┏━━

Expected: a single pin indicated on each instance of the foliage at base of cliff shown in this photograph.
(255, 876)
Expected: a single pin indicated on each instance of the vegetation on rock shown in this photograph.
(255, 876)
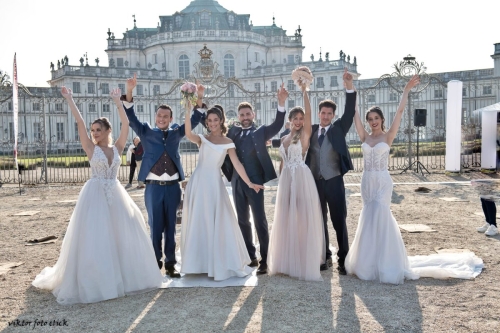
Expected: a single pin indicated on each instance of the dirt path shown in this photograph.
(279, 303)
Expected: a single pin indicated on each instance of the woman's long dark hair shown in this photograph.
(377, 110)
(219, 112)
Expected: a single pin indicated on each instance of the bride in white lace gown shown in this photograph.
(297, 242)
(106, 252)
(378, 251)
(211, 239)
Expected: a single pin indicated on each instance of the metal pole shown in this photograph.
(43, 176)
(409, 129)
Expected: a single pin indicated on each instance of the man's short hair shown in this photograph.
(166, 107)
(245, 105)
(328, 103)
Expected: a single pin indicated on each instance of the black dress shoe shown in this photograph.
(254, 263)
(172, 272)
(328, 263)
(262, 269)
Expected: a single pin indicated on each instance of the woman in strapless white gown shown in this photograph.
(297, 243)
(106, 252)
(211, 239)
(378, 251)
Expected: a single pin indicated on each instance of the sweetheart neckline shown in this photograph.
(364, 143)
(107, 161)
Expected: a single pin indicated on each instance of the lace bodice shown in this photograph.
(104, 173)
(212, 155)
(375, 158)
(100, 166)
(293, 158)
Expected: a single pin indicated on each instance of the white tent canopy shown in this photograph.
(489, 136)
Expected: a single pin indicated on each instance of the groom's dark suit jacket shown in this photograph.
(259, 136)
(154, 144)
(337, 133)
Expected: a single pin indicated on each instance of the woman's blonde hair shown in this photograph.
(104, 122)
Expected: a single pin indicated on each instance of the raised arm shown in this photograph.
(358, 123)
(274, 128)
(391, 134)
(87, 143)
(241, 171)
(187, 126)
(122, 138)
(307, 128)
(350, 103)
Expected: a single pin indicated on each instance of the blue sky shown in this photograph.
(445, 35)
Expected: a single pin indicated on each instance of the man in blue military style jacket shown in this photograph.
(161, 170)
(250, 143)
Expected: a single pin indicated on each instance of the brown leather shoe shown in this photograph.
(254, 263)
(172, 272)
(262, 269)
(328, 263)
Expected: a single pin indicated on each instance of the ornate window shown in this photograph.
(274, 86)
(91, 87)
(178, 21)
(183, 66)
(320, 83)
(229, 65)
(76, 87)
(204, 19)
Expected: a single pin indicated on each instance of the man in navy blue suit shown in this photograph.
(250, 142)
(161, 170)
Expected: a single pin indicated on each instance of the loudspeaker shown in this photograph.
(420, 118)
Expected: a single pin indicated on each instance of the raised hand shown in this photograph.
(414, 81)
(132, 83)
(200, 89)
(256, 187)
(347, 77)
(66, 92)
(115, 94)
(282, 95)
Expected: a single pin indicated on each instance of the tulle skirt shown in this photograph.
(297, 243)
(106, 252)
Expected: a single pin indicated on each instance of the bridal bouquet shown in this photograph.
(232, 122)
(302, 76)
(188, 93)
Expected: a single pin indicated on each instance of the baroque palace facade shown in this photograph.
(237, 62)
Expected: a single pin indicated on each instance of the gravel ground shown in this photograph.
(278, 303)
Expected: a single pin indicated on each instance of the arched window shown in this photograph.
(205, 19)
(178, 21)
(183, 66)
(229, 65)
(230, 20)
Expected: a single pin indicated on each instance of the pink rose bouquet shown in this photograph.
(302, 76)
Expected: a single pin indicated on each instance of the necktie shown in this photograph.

┗━━

Please set down the whole listing above exactly and skip every picture.

**Solution**
Expected: a single pin indicated on each instance of the foliage at base of cliff shown in this photograph.
(255, 876)
Expected: a single pin indicated on each instance of the vegetation on rock shown in this photograph.
(255, 876)
Expected: a single pin indicated on each instance of the dirt path shown in this photograph.
(279, 303)
Expected: a single pin indicated on each instance of the woman's long dark hair shown in this photograph.
(377, 110)
(219, 112)
Expected: a single pin indicated on each instance of the bride in white lace gown shown in this photograph.
(297, 242)
(106, 252)
(378, 251)
(211, 239)
Expected: a single pin indicated on each instance of the metal pole shown in this photograph.
(43, 176)
(409, 129)
Expected: a single pin indicated on each instance of the man's short hair shown in this photograph.
(166, 107)
(245, 105)
(328, 103)
Expected: a single pin indicated on each instance of the black dress shoe shown in this photograph.
(254, 263)
(172, 272)
(328, 263)
(262, 269)
Expected: a single pin indicated on each instance of the woman in strapless white gown shown in this photograph.
(297, 243)
(106, 252)
(211, 239)
(378, 251)
Expected: a single pin indicated on each instance of the sweetheart neckline shown in this photograph.
(364, 143)
(107, 161)
Expected: a single pin indicated on each instance of the lace bodice shown in this photograph.
(104, 173)
(212, 155)
(375, 158)
(100, 166)
(293, 158)
Expected: a single pin indicated on each instance of the white tent canopy shown in this photograph.
(489, 136)
Expected: a single pin indicated on each instance of the groom's dark suit jacket shown in this photograph.
(259, 136)
(154, 144)
(337, 133)
Expected: a single pin indicated on each instance of the woman's blonde hair shown in this photograph.
(104, 122)
Expected: a single pin indicated on each instance of the raised arm shown in this photograph.
(358, 123)
(274, 128)
(391, 134)
(87, 143)
(241, 171)
(187, 126)
(122, 138)
(307, 128)
(350, 103)
Expected: a single pin indicated on each instance of the blue sky shown in this photograph.
(445, 35)
Expected: a single pin indicated on each instance of the man in blue military style jacket shown in this photograph.
(161, 170)
(250, 143)
Expected: a single pin indicated on each instance of the brown leather shoe shown in this photograph.
(254, 263)
(172, 272)
(262, 269)
(328, 263)
Expected: a single pin indicated on each instance of the ornate window shown in this photograph.
(274, 86)
(91, 87)
(178, 21)
(183, 66)
(320, 83)
(229, 65)
(76, 87)
(204, 19)
Expected: a single pin indicated on each instance of the man in navy blue suit shown in this photograph.
(250, 142)
(161, 170)
Expected: a single pin indicated on each instance of the loudspeaker shown in this photograph.
(420, 118)
Expected: a single pin indicated on each instance of the raised hand shown in this photograph.
(414, 81)
(132, 83)
(200, 89)
(256, 187)
(347, 77)
(66, 92)
(115, 94)
(282, 95)
Expected: a single pin indicated on each instance of the tulle skirt shown in this photograph.
(297, 243)
(106, 252)
Expected: a single pin indicated on each instance of the bridal bouquet shown in this photograph.
(232, 122)
(302, 76)
(188, 93)
Expected: a single pin indicated on each instance of the baroque palace facade shown in this photograph.
(237, 62)
Expected: a single pin indicated on each instance of the gravel ground shown in this photograph.
(278, 303)
Expected: a single pin indicated on each instance of the arched window shown in this photograph.
(205, 19)
(178, 21)
(183, 66)
(229, 65)
(230, 20)
Expected: a single pin indicated on each instance of the pink rose bouquet shown in this photograph.
(302, 76)
Expected: a single pin indicated on each instance of the necktie shown in this photograph.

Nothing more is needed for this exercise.